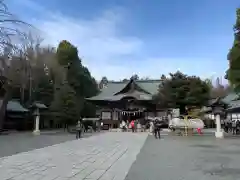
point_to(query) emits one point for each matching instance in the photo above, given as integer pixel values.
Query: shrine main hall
(127, 100)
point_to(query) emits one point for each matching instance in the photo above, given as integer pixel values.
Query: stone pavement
(108, 156)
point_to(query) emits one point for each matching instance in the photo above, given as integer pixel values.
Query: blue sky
(118, 38)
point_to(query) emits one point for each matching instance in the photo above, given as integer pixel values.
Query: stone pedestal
(36, 130)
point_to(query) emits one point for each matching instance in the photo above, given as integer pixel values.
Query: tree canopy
(181, 91)
(233, 73)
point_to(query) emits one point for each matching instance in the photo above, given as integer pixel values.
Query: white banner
(106, 115)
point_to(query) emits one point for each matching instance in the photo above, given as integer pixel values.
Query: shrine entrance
(132, 110)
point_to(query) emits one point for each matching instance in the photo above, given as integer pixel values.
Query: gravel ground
(21, 142)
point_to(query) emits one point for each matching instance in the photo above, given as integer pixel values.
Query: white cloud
(107, 53)
(98, 42)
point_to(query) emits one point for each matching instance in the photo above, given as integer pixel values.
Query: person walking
(79, 128)
(157, 129)
(132, 125)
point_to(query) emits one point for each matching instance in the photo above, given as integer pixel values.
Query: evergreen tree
(233, 73)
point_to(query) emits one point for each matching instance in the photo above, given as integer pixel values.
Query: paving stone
(90, 158)
(96, 174)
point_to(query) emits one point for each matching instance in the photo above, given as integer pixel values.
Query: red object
(132, 124)
(199, 131)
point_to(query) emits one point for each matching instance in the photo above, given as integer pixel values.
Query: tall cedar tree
(233, 73)
(181, 91)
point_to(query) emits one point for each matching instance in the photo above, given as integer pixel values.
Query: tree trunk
(3, 108)
(182, 109)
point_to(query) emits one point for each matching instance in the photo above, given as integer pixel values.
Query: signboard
(175, 113)
(106, 115)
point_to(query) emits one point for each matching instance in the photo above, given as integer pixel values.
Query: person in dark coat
(79, 128)
(157, 129)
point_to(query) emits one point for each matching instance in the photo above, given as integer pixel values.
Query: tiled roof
(230, 97)
(112, 88)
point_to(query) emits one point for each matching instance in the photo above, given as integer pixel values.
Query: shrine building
(127, 101)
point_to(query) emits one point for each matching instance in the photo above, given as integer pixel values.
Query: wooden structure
(127, 100)
(16, 117)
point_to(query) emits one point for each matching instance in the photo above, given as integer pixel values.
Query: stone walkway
(108, 156)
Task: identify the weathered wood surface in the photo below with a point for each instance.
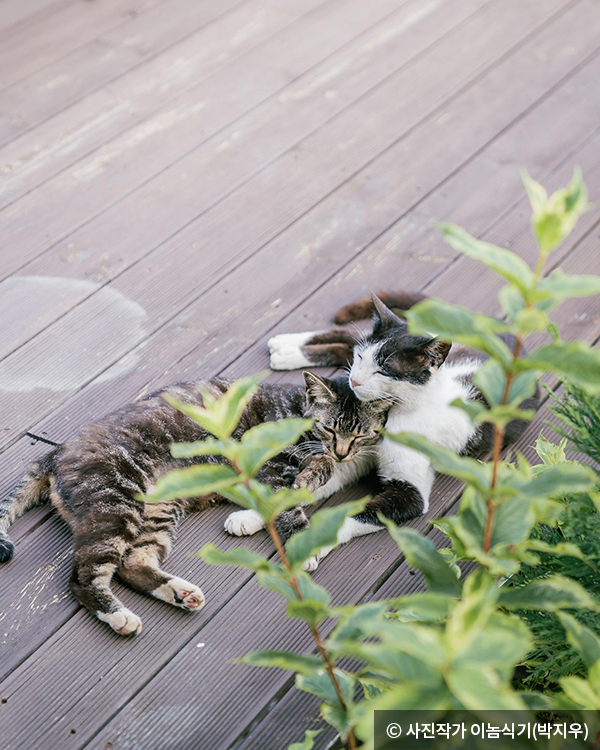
(180, 180)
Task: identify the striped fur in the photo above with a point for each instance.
(93, 482)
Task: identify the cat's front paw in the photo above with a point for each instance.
(316, 474)
(311, 564)
(122, 621)
(244, 523)
(286, 352)
(180, 593)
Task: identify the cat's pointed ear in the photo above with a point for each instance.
(318, 390)
(436, 351)
(383, 317)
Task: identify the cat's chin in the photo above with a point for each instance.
(367, 395)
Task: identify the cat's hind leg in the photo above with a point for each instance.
(94, 565)
(140, 566)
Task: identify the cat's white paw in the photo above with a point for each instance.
(285, 350)
(122, 621)
(244, 523)
(180, 593)
(288, 358)
(284, 340)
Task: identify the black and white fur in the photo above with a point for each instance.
(421, 376)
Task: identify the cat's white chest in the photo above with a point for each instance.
(434, 418)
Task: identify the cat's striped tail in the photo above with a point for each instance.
(363, 308)
(33, 489)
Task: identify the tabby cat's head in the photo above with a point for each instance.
(345, 426)
(391, 362)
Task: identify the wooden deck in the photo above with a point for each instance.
(180, 179)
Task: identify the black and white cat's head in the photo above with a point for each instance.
(344, 426)
(391, 362)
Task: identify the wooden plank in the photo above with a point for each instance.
(356, 214)
(106, 113)
(117, 168)
(50, 590)
(486, 197)
(176, 689)
(48, 37)
(14, 14)
(50, 89)
(215, 170)
(293, 712)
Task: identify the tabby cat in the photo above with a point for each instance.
(93, 480)
(420, 376)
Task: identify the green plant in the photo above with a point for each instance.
(457, 644)
(553, 656)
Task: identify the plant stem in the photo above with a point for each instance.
(329, 664)
(499, 431)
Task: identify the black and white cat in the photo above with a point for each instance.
(421, 377)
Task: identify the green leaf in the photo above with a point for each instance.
(580, 692)
(263, 442)
(511, 300)
(549, 595)
(479, 688)
(575, 361)
(559, 286)
(446, 460)
(320, 684)
(555, 217)
(310, 590)
(562, 548)
(220, 416)
(355, 623)
(308, 744)
(337, 717)
(504, 415)
(552, 481)
(479, 596)
(530, 320)
(490, 378)
(427, 607)
(551, 453)
(502, 261)
(583, 640)
(193, 481)
(239, 557)
(309, 610)
(322, 532)
(305, 664)
(373, 684)
(421, 553)
(453, 323)
(502, 644)
(420, 641)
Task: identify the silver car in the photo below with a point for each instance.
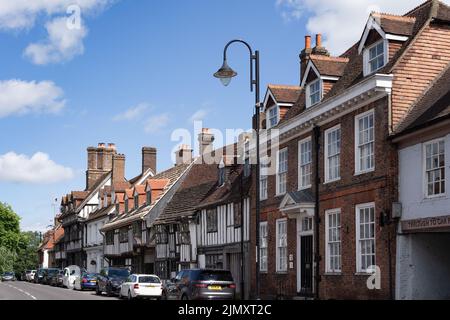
(8, 276)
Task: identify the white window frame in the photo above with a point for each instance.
(329, 213)
(304, 165)
(279, 267)
(308, 95)
(327, 156)
(366, 56)
(264, 178)
(278, 191)
(263, 246)
(270, 118)
(359, 207)
(425, 171)
(358, 170)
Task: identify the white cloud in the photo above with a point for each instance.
(61, 45)
(37, 169)
(199, 115)
(132, 113)
(340, 21)
(156, 123)
(22, 97)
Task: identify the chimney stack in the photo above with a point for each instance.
(183, 155)
(318, 49)
(304, 56)
(205, 140)
(118, 170)
(149, 159)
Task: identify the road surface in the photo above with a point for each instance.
(19, 290)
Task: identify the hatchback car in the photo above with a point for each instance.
(201, 284)
(8, 276)
(141, 286)
(110, 280)
(87, 281)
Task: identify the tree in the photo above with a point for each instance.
(10, 236)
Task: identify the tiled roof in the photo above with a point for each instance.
(172, 175)
(284, 93)
(199, 181)
(433, 105)
(329, 66)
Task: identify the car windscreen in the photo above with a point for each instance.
(149, 279)
(215, 275)
(121, 273)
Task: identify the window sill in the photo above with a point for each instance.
(333, 274)
(364, 172)
(331, 181)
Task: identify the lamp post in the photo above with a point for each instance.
(225, 74)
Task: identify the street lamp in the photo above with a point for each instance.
(225, 74)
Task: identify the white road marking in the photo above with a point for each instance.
(24, 292)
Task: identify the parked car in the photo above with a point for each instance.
(8, 276)
(201, 284)
(86, 281)
(30, 275)
(39, 276)
(70, 275)
(49, 274)
(110, 279)
(141, 286)
(57, 279)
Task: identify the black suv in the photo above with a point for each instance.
(201, 284)
(110, 279)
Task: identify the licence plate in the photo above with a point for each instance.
(215, 288)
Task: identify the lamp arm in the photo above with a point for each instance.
(252, 58)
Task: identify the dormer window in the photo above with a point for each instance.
(376, 56)
(314, 93)
(148, 196)
(136, 201)
(272, 113)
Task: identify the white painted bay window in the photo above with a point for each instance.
(365, 142)
(281, 249)
(435, 168)
(282, 168)
(263, 246)
(332, 154)
(333, 240)
(365, 236)
(305, 159)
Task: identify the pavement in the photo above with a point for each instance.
(20, 290)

### TASK:
All of the entries need to be copied exactly, minus any pictures.

### WRITTEN ANSWER:
point_to(query) emits one point for each matching instance in the photo above, given as integer pixel values.
Query: shrine main hall
(127, 100)
point_to(query) emits one point for each matching instance in the photo above, given as integer pixel values.
Query: stone pavement
(108, 156)
point_to(query) emits one point for each matching instance in the photo above, given as integer pixel values.
Query: blue sky
(118, 38)
point_to(query) emits one point for each matching instance in the photo above, given as integer pixel values.
Query: stone pedestal
(36, 130)
point_to(query) emits one point for each matching instance in the photo above, given as integer pixel values.
Query: tree canopy
(181, 91)
(233, 73)
point_to(query) emits one point for each matching instance in the photo above, given as integer pixel values.
Query: white banner
(106, 115)
point_to(query) emits one point for each matching instance in the photo above, given as integer pixel values.
Query: shrine entrance
(132, 110)
point_to(query) emits one point for each matching instance in the photo above, given as integer pixel values.
Query: gravel ground
(21, 142)
point_to(query) emits one point for each matching instance in the photo above, given as integer pixel values.
Query: white cloud
(107, 53)
(98, 42)
point_to(query) emits one point for each matching instance in the photo above, given as integer pixel values.
Query: person walking
(79, 128)
(157, 129)
(132, 125)
point_to(query) emits one point for each matching instance in the photo above, given as integer pixel values.
Query: evergreen tree
(233, 73)
point_to(query) emits one point for each matching instance in the photo above, given as integer pixel values.
Query: paving stone
(90, 158)
(96, 174)
point_to(query) emits one point for each matching instance in the photo above, given as integer pixel values.
Query: red object
(132, 124)
(199, 131)
point_to(query) emits one point for each matching instance in the photo above, given as integer pixel values.
Query: tall cedar tree
(233, 73)
(181, 91)
point_to(query) emits one point for each matching instance in the photo above, given as integer pixel values.
Query: tree trunk
(3, 108)
(182, 109)
point_to(query) emits one point for each matching instance in the photo above, given as integer pixel values.
Query: signboard
(175, 113)
(106, 115)
point_to(query) emits one point for each matching instance in the photo above, given as integer pixel values.
Query: person in dark coat
(79, 128)
(157, 129)
point_to(query) emits one point for each matching instance in the photo above, given as integer pixel values.
Query: tiled roof
(230, 97)
(112, 88)
point_to(query) emits one point for each matching instance in the photo above, given as integer pixel values.
Query: shrine building
(127, 101)
point_to(query) emits one point for each matching instance in the photo above, given as integer pixel values.
Query: wooden structure
(127, 100)
(16, 117)
point_to(query) emits one point for each matching instance in the photo above, given as integer pixel values.
Query: stone walkway
(108, 156)
Task: identify the weathered wood surface in the photo below with a point for each instance.
(180, 180)
Task: identify the striped fur in the photo above with a point for each instance.
(93, 482)
Task: identify the cat's front paw in the photo above with a point for each instance.
(316, 474)
(311, 564)
(122, 621)
(244, 523)
(286, 352)
(180, 593)
Task: identify the cat's pointed ear in the photo above with a point for each instance.
(318, 390)
(436, 351)
(383, 317)
Task: identify the cat's chin in the photo above with a point for each instance.
(367, 395)
Task: identify the cat's hind leg in the photo above with a point for each instance.
(94, 565)
(140, 566)
Task: identify the cat's white paw in the photo above with a point for each instance.
(285, 350)
(122, 621)
(244, 523)
(180, 593)
(288, 358)
(284, 340)
Task: identify the black and white fur in the photo above with a point for each instance.
(421, 376)
Task: identify the cat's white chest in the photo above with a point for each instance.
(434, 418)
Task: identify the cat's striped tail in the photo above with a point for each instance.
(363, 308)
(33, 489)
Task: identify the tabby cat's head in the photo above with a point for each instance.
(345, 426)
(391, 362)
Task: identify the wooden deck in the photo above with a point for each instance.
(180, 179)
Task: identify the black and white cat's head in the photo above with a point for each instance.
(344, 426)
(391, 362)
Task: identify the wooden plank in the photo above with a point for each instance.
(356, 214)
(106, 113)
(117, 168)
(50, 590)
(486, 197)
(176, 689)
(48, 37)
(14, 14)
(50, 89)
(215, 170)
(293, 712)
Task: identify the tabby cat in the photo above with a point for each instance.
(93, 480)
(420, 376)
Task: identify the green plant in the photo above with a point for each instance.
(457, 644)
(553, 656)
Task: identify the plant stem in the photo above with a point for each instance.
(329, 664)
(499, 431)
Task: identify the black and white cat in the photo above with a point for each instance.
(421, 377)
Task: identify the green leaf in the photo above with a point for each instance.
(580, 692)
(263, 442)
(511, 300)
(549, 595)
(479, 688)
(575, 361)
(559, 286)
(446, 460)
(320, 684)
(555, 217)
(310, 590)
(562, 548)
(220, 416)
(355, 623)
(308, 744)
(337, 717)
(504, 415)
(552, 481)
(479, 596)
(530, 320)
(490, 378)
(427, 607)
(551, 453)
(502, 261)
(583, 640)
(193, 481)
(239, 557)
(309, 610)
(322, 532)
(305, 664)
(373, 684)
(421, 553)
(453, 323)
(502, 644)
(420, 641)
Task: identify the silver car in the photo below with a point for each instance.
(8, 276)
Task: identify the white window frame in the photo above with a point for each instance.
(329, 213)
(304, 165)
(279, 267)
(308, 95)
(327, 156)
(366, 56)
(264, 178)
(278, 191)
(263, 246)
(270, 118)
(359, 207)
(425, 171)
(358, 170)
Task: identify the white cloud in the photo above with a point for each instance.
(61, 45)
(37, 169)
(199, 115)
(132, 113)
(340, 21)
(156, 123)
(22, 97)
Task: identify the chimney stack in the photo above with a point for each instance.
(183, 155)
(318, 49)
(304, 56)
(205, 140)
(118, 170)
(149, 159)
Task: identify the road surface in the photo above with a point for each instance.
(19, 290)
Task: identify the hatchback car in the photo above with a point for each instance.
(201, 284)
(8, 276)
(141, 286)
(110, 280)
(87, 281)
Task: identify the tree in the photo above with a point for each instance.
(10, 236)
Task: identify the tiled roof in the photo above with a point for each instance.
(172, 175)
(284, 93)
(199, 181)
(433, 105)
(329, 66)
Task: identify the car windscreen in the photo above with a point for each instance.
(149, 279)
(215, 275)
(121, 273)
Task: identify the window sill in the photo above with a point for each instance.
(333, 274)
(364, 172)
(331, 181)
Task: identify the lamp post in the photo above with a point for each instance.
(225, 74)
Task: identify the street lamp in the photo above with a point for each instance.
(225, 74)
Task: identify the white road marking in the photo above with a point for each instance.
(24, 292)
Task: identify the parked car in the photo above with a point for each instance.
(8, 276)
(201, 284)
(86, 281)
(30, 275)
(39, 276)
(70, 275)
(49, 274)
(110, 279)
(141, 286)
(57, 279)
Task: identify the black suv in the photo above with a point for each instance.
(201, 284)
(110, 279)
Task: identify the licence plate in the photo above with a point for each instance.
(215, 288)
Task: identify the lamp arm in the photo above with a point for each instance.
(252, 58)
Task: identify the dormer window in the photo above with a point for each instance.
(376, 56)
(314, 93)
(148, 196)
(136, 201)
(272, 113)
Task: identify the white painted bay window in the photo above with a point for each instance.
(365, 142)
(281, 249)
(435, 168)
(282, 168)
(263, 246)
(332, 154)
(333, 240)
(365, 236)
(305, 159)
Task: identify the pavement in the photo above with a point for each instance.
(20, 290)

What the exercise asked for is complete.